• _REQUEST_
Rewrite the records below with every "Returns" swapped for "Output", changing nothing else.
---*---
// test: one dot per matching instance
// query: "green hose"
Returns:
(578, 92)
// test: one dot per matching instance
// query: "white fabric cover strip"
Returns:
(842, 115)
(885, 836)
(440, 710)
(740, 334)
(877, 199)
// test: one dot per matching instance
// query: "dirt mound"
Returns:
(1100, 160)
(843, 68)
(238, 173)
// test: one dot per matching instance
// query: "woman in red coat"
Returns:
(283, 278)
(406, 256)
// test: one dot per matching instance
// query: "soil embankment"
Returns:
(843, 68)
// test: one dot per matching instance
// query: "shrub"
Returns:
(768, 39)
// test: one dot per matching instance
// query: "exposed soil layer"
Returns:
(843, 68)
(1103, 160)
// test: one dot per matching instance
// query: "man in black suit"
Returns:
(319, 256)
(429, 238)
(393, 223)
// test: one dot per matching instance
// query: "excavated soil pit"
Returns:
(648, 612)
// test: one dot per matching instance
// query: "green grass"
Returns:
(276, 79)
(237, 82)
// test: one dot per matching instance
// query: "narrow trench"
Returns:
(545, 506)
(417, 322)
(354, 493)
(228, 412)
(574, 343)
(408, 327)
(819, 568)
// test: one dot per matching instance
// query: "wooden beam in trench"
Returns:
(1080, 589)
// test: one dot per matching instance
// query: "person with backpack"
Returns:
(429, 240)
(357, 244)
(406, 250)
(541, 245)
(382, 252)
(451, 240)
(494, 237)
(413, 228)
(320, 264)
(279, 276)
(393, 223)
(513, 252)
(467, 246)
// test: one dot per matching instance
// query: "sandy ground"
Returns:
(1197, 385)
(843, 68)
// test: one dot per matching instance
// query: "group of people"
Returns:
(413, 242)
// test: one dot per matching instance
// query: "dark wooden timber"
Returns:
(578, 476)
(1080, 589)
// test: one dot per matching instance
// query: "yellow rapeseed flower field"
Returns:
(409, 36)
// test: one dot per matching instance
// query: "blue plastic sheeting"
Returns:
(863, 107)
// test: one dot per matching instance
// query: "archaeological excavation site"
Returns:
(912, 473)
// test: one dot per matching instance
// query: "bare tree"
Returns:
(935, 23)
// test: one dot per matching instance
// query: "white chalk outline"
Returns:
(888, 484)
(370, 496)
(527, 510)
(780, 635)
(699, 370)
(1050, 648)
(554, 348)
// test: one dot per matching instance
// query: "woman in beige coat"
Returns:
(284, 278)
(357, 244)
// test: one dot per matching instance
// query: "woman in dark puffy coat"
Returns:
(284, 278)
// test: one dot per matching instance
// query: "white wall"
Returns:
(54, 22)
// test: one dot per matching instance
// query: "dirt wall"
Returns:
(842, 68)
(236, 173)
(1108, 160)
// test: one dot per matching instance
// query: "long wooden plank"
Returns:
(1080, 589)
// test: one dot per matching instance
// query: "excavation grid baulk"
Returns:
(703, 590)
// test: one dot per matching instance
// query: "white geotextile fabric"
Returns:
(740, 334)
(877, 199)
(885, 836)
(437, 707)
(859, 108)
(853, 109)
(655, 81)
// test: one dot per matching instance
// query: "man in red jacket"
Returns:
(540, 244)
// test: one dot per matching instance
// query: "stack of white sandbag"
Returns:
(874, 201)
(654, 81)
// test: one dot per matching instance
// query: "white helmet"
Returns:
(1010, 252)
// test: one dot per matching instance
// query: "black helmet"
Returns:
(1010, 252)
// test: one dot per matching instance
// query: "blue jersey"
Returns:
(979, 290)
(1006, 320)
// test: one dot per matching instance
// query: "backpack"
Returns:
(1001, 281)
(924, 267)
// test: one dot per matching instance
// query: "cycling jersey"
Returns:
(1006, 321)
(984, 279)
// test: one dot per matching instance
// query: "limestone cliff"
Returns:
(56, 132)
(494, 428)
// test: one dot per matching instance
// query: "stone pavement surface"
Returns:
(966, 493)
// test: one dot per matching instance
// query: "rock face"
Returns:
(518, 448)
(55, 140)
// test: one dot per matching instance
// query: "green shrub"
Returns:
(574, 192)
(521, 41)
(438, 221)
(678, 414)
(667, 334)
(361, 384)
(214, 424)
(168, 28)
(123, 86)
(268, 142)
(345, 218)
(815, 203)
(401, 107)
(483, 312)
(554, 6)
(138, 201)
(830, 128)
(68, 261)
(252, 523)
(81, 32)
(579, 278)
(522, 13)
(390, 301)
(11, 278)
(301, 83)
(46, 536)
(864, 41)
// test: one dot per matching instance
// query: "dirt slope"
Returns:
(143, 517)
---*---
• _ANSWER TO THE TASK_
// test: one dot per matching instance
// query: "green hose"
Output:
(578, 92)
// test: one dot per matching instance
// query: "white fabric cover strip"
Output:
(842, 115)
(885, 836)
(440, 710)
(740, 334)
(877, 199)
// test: one dot per matching instance
// query: "dirt mound"
Output:
(1100, 160)
(843, 68)
(238, 173)
// test: one dot per matching instance
// query: "woman in red coat"
Output:
(283, 278)
(406, 256)
// test: one dot per matching instance
// query: "soil embankment"
Output:
(843, 68)
// test: one dot per matching instance
// query: "shrub"
Output:
(768, 39)
// test: one dot per matching instance
// query: "exposed soil layer"
Output:
(843, 68)
(1103, 160)
// test: one dot per matching instance
// query: "man in black suit"
Output:
(319, 256)
(429, 238)
(393, 223)
// test: one dot per matching instance
// query: "excavated soil pit"
Output:
(648, 612)
// test: one dot per matching instance
// query: "green grass"
Output:
(276, 79)
(237, 82)
// test: one dot per matching instance
// query: "narrow trench"
Output:
(545, 506)
(417, 322)
(354, 493)
(228, 412)
(574, 343)
(408, 327)
(819, 568)
// test: one dot per matching instance
// query: "wooden beam in trench"
Output:
(1080, 589)
// test: one dot per matching instance
// query: "person with backpack"
Output:
(429, 240)
(357, 244)
(406, 250)
(541, 245)
(382, 252)
(451, 240)
(494, 237)
(413, 228)
(320, 264)
(279, 276)
(393, 223)
(513, 252)
(467, 246)
// test: one dot per matching instance
// query: "sandy ground"
Output:
(1197, 385)
(843, 68)
// test: one dot per matching instance
// query: "group of people"
Output:
(413, 242)
// test: one dot per matching instance
// query: "dark wooden timber"
Output:
(578, 476)
(1080, 589)
// test: one dot per matching instance
// query: "yellow rapeseed flower field"
Output:
(409, 36)
// test: one dot per matching instance
// query: "blue plastic sheeting"
Output:
(863, 107)
// test: one dot per matching instance
// query: "archaeological excavation site"
Output:
(912, 473)
// test: one dot per matching instance
// query: "bare tree"
Output:
(935, 23)
// test: one dot per matching instance
// query: "white chalk outline"
Output:
(888, 484)
(370, 496)
(527, 510)
(780, 635)
(699, 370)
(1050, 648)
(554, 348)
// test: one dot per matching instance
// query: "woman in beige coat"
Output:
(284, 278)
(357, 244)
// test: one dot per matching instance
// query: "woman in dark puffy coat"
Output:
(284, 278)
// test: one dot per matching instance
// query: "white wall"
Output:
(54, 22)
// test: one dot per matching instance
// query: "dirt wall"
Output:
(842, 68)
(236, 173)
(1108, 160)
// test: one dot per matching instance
// query: "long wooden plank"
Output:
(1080, 589)
// test: one dot per matching instance
// query: "excavation grid baulk"
Output:
(703, 590)
// test: one dot per matching instance
// query: "white geotextile fabric"
Output:
(740, 334)
(877, 199)
(885, 836)
(437, 707)
(859, 108)
(853, 109)
(655, 81)
// test: one dot per matching instance
// query: "man in red jacket"
Output:
(540, 244)
// test: one dot per matching instance
// query: "stack of white sandbag"
Output:
(874, 201)
(654, 81)
// test: one dot per matching instance
// query: "white helmet"
Output:
(1010, 252)
// test: one dot per matching instance
// query: "black helmet"
Output:
(1010, 252)
// test: one dot per matching instance
// query: "blue jersey"
Output:
(979, 290)
(1006, 320)
// test: one dot per matching instance
// query: "backpack"
Output:
(1001, 281)
(924, 267)
// test: one dot per matching instance
// query: "cycling jersey"
Output:
(1006, 321)
(984, 279)
// test: one dot per matching instance
// query: "limestone cliff"
Output:
(56, 132)
(494, 428)
// test: one dot per matching instance
// query: "stone pavement surface"
Output:
(966, 493)
// test: one dot per matching instance
// query: "rock face"
Output:
(518, 448)
(55, 140)
// test: one dot per matching instance
// query: "green shrub"
Output:
(574, 192)
(521, 41)
(438, 221)
(678, 414)
(667, 334)
(361, 384)
(214, 424)
(168, 28)
(123, 86)
(268, 142)
(345, 218)
(815, 203)
(401, 107)
(483, 312)
(554, 6)
(138, 201)
(830, 128)
(68, 261)
(252, 523)
(81, 32)
(579, 278)
(522, 13)
(390, 301)
(11, 278)
(301, 83)
(46, 536)
(864, 41)
// test: one dot per matching instance
// query: "dirt slope"
Output:
(143, 517)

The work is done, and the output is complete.